━━ RECORDS TO PROCESS ━━

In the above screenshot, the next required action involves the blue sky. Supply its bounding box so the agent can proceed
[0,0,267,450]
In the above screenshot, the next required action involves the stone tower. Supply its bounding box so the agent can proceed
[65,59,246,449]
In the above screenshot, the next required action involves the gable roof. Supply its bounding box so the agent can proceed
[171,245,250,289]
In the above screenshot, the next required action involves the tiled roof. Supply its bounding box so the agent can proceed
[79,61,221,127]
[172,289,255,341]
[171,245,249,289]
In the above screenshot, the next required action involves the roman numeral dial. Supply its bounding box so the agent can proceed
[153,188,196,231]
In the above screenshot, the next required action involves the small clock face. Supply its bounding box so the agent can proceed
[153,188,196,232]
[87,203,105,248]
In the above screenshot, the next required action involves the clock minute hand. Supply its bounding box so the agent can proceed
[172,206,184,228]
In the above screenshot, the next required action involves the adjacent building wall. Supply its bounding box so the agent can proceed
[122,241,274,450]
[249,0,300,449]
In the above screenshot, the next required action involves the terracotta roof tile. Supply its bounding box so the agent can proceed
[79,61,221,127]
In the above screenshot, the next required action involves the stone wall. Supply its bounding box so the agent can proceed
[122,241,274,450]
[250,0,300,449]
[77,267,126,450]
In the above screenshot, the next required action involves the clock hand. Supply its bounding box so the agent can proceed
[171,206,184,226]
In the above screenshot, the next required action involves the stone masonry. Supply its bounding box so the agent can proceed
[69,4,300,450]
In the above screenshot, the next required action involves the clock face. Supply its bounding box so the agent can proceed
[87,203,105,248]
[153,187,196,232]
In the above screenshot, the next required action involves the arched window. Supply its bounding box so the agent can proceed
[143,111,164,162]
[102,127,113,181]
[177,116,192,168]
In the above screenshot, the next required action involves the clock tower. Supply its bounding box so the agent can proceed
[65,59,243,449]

━━━

Reproduce all of the records above verbatim, keeping every line in its original order.

In the above screenshot, the next required action involves the blue sky. Supply its bounding box so the agent can proceed
[0,0,267,450]
In the above screenshot, the next required action involves the stone tower. Supply its bounding box so the agent can proceed
[65,59,246,449]
In the above screenshot, the next required action involves the gable roof. Supply its bounding box so the agent can proceed
[171,245,250,289]
In the above screenshot, the next required action involves the tiled roof. Supply its bounding box so the agent can proceed
[79,61,221,127]
[172,289,255,341]
[171,245,249,289]
In the above screenshot, the next required action involves the roman numeral dial. Supply its bounding box so the agent can proceed
[153,188,196,231]
In the above screenshot, the next required action involves the small clock face. Supply its bounding box so the agent can proceed
[153,188,196,232]
[87,203,105,248]
In the above screenshot, the next required action involves the clock minute hand. Supply its bounding box so the agent can proceed
[172,206,184,228]
In the above screenshot, the next required action involves the adjacent building wall. Supply its bounding box so the agent can proceed
[122,241,274,450]
[249,0,300,449]
In the above screenshot, the next required action involves the terracotta roof tile. Supply its bounding box so the agent can proceed
[79,61,221,127]
In the above screenshot, the next required action involves the stone wall. Supply its bounding box so the agent can proceed
[122,241,274,450]
[250,0,300,449]
[77,267,126,450]
In the above screenshot, the next required action involves the clock hand. Supply its bounding box so the agent can proceed
[171,206,184,226]
In the above screenshot, the next required action involves the stone masonry. Supply its bounding box so the agent can proceed
[69,4,300,450]
In the above screenshot, the next required action involves the clock face. Supply its bounding box so the agent can proceed
[87,203,105,248]
[153,187,196,232]
In the above screenshot, the next required action involves the arched window. Supply its bounding box so the agent can proceed
[143,111,164,162]
[102,127,113,181]
[177,116,192,168]
In the above screenshot, the next required action involves the clock tower. Supply its bounding box so the agent can proceed
[65,59,243,449]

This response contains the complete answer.